>> Begin Text to read
# First exam 2day - The Aftermath



## Stavros88 (Dec 6, 2008)

That was HOOOOOOOOOOOOOOOOOOOOOOOOOOOOOOOOOOOOOOOOOOOOOOOOOOOOOOOOOOOOOOOOOOOOOOOOOOOOOOOORRIBLE!!!!!!
I hate exams and examiners and people who turn up to an exam with a cold and sniff every 16 seconds 
That was awful, just friggin awful. And I have my second exam 2moro!!!!!! :'( 
If anyone has any heroin for sale I'll take it off your hands, going to ****ing need it!!!!!!


----------



## DiegotheDestroyer (Sep 16, 2008)

You should have joined the Army like I did!


----------



## Stavros88 (Dec 6, 2008)

I know :'( I hate exams. Exams r scum!!!!! And giving me 2 in a row is a type of unfair that makes me want to go kick kittens!


----------



## Stavros88 (Dec 6, 2008)

Speaking of Kittens: saw this website in someone's screenname : http://www.catsthatlooklikehitler.com


----------



## DiegotheDestroyer (Sep 16, 2008)

I have experienced that cats who look like hitler

*thinks of a horrible disgusting site to post*


----------
>> End Text to read
Stated task: Reproduce the stretch of the exam thread from "You should have" through "go kick kittens!" word for word.
>> Begin Dataset
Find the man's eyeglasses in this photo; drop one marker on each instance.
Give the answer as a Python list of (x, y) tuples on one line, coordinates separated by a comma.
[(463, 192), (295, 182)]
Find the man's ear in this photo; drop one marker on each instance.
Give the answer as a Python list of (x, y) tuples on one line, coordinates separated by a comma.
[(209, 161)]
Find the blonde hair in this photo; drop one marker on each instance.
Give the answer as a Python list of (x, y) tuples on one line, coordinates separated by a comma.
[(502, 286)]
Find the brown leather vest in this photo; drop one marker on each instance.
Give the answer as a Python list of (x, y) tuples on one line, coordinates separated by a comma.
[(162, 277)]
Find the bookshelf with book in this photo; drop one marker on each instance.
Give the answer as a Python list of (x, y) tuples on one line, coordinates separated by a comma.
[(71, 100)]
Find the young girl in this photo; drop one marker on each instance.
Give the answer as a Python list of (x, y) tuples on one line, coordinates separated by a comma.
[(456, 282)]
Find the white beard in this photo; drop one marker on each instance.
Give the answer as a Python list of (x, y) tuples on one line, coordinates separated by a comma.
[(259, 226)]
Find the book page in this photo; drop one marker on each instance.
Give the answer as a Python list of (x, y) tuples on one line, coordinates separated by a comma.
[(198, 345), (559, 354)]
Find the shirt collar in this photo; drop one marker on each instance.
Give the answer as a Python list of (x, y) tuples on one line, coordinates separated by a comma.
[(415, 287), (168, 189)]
>> End Dataset
>> Begin Dataset
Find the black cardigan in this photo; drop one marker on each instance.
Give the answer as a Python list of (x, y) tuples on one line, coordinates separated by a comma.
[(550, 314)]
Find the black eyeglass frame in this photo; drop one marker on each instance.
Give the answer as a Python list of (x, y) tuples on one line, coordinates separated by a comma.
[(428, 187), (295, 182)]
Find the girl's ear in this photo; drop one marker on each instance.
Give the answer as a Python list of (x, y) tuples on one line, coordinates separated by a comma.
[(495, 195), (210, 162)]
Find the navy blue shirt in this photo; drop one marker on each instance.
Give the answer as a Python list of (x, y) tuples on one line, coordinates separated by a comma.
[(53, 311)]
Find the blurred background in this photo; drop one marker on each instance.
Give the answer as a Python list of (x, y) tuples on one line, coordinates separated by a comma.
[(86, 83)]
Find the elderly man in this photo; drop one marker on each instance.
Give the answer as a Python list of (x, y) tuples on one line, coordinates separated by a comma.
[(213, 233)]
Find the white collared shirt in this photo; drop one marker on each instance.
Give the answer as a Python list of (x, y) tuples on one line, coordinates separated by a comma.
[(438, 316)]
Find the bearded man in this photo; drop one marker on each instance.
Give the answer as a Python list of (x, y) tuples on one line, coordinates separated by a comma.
>> End Dataset
>> Begin Dataset
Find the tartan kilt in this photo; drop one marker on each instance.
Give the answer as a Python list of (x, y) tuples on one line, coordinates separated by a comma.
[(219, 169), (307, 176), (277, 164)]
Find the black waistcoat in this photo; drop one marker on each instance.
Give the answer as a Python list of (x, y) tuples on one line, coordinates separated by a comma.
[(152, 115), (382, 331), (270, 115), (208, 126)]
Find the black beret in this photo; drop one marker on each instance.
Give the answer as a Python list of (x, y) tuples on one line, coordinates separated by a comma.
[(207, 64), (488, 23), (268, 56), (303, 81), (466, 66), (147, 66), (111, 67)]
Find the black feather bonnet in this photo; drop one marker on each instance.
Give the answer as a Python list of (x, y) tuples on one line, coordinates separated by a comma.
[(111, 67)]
>> End Dataset
Response for this exercise:
You should have joined the Army like I did!


----------



## Stavros88 (Dec 6, 2008)

I know :'( I hate exams. Exams r scum!!!!! And giving me 2 in a row is a type of unfair that makes me want to go kick kittens!